#### Passage

Machine learning, and its yet-to-be-realized more advanced form artificial intelligence (AI), promise to change our world in myriad ways. One example will be disseminating new medical information to physicians.
We’ve all been in waiting rooms while doctors bounce from patient to patient doing their best to help everyone. Once the hands-on patient care is complete, they still need to take notes, do administrative tasks — and they also want to have a life. Oh, and they need to stay current on new treatment methods to have the trust of the Dr. Googles filling their offices.
Until a new procedure or treatment has been around for quite some time, your average doctor isn’t likely to come across it. The information doesn’t transmit quickly, as traditional professional journals are still a primary means of learning. More obscure conditions and treatments get even less coverage and it can be difficult to find information about them in a timely manner.
This is the promise of machine learning in medicine. A computer can tell physicians about new and potentially relevant studies, treatments, procedures, medications, and so on, thus improving patient care. Better informed physicians via faster, more targeted sharing of information without adding more work to already overworked people — it’s a win for doctors and their patients.

########
#### Given data

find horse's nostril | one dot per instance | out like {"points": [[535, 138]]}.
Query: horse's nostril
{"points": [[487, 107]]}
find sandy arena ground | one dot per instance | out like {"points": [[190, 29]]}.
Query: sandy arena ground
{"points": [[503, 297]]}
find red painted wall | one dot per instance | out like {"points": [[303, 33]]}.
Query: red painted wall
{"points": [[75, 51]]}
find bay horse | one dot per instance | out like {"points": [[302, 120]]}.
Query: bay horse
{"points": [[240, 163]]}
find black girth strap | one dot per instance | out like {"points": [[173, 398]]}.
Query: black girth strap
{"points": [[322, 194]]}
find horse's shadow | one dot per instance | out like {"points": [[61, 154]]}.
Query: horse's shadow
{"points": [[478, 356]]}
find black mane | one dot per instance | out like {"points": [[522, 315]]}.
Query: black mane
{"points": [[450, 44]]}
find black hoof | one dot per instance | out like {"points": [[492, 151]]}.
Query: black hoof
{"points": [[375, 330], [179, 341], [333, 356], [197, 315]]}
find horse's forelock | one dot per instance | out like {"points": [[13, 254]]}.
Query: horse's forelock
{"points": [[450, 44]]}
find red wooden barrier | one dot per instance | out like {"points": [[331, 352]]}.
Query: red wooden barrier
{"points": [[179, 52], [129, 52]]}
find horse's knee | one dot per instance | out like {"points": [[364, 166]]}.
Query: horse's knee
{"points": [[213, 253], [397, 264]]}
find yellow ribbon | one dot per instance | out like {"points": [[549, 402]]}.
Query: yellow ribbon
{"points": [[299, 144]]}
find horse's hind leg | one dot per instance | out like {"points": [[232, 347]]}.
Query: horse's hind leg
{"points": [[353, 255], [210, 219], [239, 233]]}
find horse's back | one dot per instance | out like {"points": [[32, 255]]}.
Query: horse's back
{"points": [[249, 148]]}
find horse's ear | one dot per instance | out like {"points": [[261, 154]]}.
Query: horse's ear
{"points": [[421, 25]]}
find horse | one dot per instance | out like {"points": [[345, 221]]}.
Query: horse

########

• [What to do]: Please copy, word for word, the stretch of the passage on machine learning in medicine from "Until a new" through "and their patients.".

• [Your solution]:
Until a new procedure or treatment has been around for quite some time, your average doctor isn’t likely to come across it. The information doesn’t transmit quickly, as traditional professional journals are still a primary means of learning. More obscure conditions and treatments get even less coverage and it can be difficult to find information about them in a timely manner.
This is the promise of machine learning in medicine. A computer can tell physicians about new and potentially relevant studies, treatments, procedures, medications, and so on, thus improving patient care. Better informed physicians via faster, more targeted sharing of information without adding more work to already overworked people — it’s a win for doctors and their patients.